**Data provided**
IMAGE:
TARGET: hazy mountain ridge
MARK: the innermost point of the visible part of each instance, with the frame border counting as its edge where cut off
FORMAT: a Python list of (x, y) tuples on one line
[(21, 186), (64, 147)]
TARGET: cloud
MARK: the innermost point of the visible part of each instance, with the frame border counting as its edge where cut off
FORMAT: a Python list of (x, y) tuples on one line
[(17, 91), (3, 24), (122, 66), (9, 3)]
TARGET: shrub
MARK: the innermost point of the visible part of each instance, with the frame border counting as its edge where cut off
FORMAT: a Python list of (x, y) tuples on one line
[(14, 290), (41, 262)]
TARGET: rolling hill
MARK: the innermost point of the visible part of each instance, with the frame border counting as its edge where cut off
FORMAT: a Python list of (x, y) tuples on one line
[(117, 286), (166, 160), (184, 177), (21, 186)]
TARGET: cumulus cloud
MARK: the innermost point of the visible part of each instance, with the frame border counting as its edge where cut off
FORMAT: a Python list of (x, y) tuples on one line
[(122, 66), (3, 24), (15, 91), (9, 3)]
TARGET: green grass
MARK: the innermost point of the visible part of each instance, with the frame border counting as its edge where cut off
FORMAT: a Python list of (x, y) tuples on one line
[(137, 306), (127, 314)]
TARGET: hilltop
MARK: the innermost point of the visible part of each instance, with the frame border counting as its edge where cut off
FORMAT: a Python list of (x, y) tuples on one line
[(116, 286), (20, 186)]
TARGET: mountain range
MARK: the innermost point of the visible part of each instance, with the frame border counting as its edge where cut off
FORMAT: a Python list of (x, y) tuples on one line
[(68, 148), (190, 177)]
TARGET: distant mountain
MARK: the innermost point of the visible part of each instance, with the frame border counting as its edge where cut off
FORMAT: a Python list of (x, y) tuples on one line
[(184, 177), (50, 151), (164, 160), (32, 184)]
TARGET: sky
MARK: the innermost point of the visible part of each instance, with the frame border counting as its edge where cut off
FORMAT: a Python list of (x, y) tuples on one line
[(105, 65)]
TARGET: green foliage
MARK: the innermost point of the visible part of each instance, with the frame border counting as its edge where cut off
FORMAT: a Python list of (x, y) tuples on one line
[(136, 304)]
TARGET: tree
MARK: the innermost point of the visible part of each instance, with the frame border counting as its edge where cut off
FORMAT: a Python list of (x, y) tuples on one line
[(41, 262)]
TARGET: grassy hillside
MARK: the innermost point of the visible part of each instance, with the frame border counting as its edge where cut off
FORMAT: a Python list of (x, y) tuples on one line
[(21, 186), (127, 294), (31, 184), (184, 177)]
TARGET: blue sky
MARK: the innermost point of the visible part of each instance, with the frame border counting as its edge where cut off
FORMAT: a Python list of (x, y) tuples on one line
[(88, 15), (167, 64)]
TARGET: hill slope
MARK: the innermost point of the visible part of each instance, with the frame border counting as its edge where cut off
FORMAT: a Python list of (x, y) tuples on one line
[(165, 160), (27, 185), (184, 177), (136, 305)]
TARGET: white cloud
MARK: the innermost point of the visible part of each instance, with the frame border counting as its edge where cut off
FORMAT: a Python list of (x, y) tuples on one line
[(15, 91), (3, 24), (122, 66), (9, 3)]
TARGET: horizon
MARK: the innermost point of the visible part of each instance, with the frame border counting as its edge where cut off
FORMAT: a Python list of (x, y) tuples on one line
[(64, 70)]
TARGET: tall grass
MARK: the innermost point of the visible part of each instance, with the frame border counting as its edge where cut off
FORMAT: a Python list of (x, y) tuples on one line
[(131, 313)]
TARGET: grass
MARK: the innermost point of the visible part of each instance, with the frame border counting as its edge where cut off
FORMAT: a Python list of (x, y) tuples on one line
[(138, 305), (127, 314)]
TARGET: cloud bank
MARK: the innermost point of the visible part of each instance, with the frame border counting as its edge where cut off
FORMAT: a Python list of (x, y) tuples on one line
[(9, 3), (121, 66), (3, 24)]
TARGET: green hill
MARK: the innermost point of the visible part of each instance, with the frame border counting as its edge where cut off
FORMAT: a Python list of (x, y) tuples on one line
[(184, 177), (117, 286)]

==

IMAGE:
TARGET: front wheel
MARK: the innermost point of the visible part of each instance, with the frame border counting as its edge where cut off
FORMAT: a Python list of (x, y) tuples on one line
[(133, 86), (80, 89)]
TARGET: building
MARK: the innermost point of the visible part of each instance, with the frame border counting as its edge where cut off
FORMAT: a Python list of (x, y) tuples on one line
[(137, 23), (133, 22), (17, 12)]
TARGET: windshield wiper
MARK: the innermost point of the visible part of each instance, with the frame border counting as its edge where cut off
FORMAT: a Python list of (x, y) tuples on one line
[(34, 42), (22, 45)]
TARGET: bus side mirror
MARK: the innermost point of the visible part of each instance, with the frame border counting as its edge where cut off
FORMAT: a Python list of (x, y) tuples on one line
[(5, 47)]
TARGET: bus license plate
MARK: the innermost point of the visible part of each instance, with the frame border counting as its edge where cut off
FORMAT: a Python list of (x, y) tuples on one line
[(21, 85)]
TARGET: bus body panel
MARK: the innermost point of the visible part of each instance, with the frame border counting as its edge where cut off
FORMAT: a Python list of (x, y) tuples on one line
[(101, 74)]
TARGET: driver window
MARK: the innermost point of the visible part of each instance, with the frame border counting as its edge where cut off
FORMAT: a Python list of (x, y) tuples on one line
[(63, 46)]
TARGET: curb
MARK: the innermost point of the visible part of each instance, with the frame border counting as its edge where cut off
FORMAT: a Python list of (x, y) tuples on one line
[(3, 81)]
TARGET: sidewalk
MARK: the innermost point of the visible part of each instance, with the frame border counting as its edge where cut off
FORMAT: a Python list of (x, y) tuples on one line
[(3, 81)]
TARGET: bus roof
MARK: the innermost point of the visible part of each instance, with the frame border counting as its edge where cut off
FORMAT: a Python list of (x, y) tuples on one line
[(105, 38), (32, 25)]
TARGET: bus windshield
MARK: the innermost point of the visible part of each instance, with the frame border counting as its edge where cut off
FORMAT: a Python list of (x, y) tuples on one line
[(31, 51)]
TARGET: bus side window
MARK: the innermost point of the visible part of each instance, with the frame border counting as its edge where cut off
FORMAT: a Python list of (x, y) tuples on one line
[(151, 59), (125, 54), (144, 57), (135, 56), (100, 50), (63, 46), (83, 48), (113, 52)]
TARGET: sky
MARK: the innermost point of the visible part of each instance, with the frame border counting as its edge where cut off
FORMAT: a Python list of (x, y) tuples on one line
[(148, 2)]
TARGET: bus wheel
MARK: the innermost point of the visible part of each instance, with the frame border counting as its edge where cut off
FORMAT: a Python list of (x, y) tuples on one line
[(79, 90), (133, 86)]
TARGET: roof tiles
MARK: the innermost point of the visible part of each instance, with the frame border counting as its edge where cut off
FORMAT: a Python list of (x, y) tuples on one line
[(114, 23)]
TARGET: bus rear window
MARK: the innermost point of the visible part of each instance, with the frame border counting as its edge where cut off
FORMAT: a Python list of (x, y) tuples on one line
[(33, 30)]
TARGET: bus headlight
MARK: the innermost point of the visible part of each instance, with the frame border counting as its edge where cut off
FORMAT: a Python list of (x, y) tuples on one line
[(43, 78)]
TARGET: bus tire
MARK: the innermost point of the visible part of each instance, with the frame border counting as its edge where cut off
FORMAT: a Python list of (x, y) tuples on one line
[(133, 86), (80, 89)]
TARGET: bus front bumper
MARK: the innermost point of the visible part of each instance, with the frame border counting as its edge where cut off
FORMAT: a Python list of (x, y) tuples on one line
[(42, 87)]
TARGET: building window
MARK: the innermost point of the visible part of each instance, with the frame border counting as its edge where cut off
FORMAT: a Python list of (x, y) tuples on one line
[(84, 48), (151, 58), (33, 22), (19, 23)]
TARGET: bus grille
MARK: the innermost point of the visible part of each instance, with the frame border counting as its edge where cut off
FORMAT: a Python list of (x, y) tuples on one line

**Brief**
Arrange the stretch above, from the line containing "TARGET: sidewalk" through the line containing "48), (113, 52)]", as a Markdown table with two columns, Row and Line. Number each row and leave out any blank lines.

**In response**
| Row | Line |
|---|---|
| 1 | TARGET: sidewalk |
| 2 | MARK: the innermost point of the visible part of each instance, with the frame border counting as its edge where cut off |
| 3 | FORMAT: a Python list of (x, y) tuples on one line |
| 4 | [(3, 81)] |
| 5 | TARGET: bus roof |
| 6 | MARK: the innermost point of the visible part of each instance, with the frame border counting as its edge where cut off |
| 7 | FORMAT: a Python list of (x, y) tuples on one line |
| 8 | [(105, 38), (32, 25)] |
| 9 | TARGET: bus windshield |
| 10 | MARK: the innermost point of the visible part of each instance, with the frame border counting as its edge where cut off |
| 11 | FORMAT: a Python list of (x, y) tuples on one line |
| 12 | [(31, 51)] |
| 13 | TARGET: bus side window |
| 14 | MARK: the innermost point of the visible part of each instance, with the frame border counting as its edge where cut off |
| 15 | FORMAT: a Python list of (x, y) tuples on one line |
| 16 | [(151, 59), (125, 54), (144, 57), (135, 56), (100, 50), (63, 46), (83, 48), (113, 52)] |